___ DATA SUPPLIED ___

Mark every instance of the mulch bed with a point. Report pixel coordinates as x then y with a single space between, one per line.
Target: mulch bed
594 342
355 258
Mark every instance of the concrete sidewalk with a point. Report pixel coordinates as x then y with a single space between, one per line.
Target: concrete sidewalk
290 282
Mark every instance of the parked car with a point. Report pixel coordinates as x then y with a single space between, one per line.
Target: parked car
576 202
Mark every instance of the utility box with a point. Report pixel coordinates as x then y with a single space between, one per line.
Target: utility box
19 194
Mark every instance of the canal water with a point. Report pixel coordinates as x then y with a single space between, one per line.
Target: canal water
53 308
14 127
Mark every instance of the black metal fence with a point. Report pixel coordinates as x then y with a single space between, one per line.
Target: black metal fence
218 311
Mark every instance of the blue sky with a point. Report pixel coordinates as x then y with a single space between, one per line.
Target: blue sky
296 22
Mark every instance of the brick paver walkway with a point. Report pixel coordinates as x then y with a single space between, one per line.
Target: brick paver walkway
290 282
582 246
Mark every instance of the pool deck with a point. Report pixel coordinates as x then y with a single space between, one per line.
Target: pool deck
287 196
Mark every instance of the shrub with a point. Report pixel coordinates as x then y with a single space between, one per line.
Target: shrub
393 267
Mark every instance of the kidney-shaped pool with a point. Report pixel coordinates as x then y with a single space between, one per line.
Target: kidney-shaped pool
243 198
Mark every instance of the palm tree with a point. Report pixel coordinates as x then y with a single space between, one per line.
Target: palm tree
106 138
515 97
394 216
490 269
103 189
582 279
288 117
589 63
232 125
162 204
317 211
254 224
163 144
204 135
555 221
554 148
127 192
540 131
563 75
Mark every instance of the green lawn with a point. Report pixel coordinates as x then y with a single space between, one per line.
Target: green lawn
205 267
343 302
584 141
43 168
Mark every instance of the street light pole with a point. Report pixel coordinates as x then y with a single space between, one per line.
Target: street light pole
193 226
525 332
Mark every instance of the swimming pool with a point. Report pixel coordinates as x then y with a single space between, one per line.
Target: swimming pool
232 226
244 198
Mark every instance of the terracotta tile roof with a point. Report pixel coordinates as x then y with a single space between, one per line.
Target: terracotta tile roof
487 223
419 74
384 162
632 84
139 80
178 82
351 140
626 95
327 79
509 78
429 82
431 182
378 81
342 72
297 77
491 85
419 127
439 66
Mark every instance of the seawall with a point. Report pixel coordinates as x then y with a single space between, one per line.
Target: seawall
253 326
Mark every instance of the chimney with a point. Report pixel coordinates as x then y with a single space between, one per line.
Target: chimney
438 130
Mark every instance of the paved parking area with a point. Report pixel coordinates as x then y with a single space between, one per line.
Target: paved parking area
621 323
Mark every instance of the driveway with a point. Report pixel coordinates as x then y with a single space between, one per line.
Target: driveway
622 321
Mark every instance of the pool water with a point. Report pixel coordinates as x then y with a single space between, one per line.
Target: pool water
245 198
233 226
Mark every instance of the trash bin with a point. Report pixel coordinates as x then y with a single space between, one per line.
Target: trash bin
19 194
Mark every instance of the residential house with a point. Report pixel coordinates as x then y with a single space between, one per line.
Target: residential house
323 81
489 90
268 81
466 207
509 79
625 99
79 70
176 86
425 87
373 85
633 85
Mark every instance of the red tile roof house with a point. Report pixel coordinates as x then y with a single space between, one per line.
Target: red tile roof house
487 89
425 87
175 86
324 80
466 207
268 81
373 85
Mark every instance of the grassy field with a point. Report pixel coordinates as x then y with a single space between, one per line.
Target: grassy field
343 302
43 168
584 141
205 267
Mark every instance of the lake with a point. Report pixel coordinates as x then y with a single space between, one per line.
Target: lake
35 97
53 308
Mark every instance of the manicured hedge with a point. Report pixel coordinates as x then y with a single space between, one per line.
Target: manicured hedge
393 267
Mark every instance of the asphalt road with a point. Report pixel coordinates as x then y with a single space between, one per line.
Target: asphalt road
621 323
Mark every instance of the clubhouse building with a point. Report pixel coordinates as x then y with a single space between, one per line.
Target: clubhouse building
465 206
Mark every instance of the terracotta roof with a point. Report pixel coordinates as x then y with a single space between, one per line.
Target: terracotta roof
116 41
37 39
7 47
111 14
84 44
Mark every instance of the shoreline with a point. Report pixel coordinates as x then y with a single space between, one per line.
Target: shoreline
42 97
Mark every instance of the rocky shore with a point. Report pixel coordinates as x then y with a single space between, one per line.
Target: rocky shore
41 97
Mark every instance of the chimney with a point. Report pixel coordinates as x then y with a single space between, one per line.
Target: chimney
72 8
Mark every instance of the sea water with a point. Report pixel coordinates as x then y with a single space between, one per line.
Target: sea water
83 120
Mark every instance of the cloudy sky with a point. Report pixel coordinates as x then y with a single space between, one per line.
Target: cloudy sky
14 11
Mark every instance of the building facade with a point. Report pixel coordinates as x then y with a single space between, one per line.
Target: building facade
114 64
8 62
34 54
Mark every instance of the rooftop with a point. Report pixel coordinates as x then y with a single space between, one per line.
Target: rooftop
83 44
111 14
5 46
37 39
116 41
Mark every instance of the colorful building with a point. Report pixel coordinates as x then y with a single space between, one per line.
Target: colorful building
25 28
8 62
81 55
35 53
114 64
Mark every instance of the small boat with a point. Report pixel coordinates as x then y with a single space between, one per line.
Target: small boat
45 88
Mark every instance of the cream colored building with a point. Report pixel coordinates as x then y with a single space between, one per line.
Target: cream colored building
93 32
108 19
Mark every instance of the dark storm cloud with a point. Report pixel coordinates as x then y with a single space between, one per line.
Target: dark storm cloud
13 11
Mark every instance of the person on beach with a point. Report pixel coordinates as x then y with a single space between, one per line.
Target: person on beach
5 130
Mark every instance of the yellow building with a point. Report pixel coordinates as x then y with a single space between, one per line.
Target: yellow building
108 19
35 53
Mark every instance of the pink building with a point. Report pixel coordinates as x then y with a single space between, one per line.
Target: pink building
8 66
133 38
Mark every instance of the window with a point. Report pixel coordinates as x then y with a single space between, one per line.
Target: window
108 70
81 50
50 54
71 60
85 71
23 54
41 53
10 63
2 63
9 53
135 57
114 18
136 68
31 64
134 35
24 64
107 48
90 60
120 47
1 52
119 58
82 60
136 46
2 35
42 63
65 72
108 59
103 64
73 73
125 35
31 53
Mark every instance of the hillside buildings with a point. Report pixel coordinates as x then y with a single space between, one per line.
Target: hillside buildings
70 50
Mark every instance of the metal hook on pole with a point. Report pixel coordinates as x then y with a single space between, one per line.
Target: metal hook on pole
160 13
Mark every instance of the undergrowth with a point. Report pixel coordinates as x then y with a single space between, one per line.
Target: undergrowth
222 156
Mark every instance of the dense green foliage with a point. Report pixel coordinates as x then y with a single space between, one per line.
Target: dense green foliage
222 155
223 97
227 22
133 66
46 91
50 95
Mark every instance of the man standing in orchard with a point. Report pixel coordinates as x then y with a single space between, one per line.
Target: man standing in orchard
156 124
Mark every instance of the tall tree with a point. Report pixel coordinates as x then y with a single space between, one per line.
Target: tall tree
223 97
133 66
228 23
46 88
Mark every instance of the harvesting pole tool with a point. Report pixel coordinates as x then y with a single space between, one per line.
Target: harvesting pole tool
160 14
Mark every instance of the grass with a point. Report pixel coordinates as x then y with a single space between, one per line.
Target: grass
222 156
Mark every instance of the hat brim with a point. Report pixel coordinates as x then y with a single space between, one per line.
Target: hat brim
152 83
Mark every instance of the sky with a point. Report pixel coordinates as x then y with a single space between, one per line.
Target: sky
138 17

___

Shift every pixel coordinate in the stretch from the line containing "Mark every instance of the sky" through the end of the lines by adding 149 to each number, and write that stretch out again in full, including its requests.

Mark every instance of the sky with a point. Report pixel coordinates as x then y with a single space between, one per line.
Target: sky
287 166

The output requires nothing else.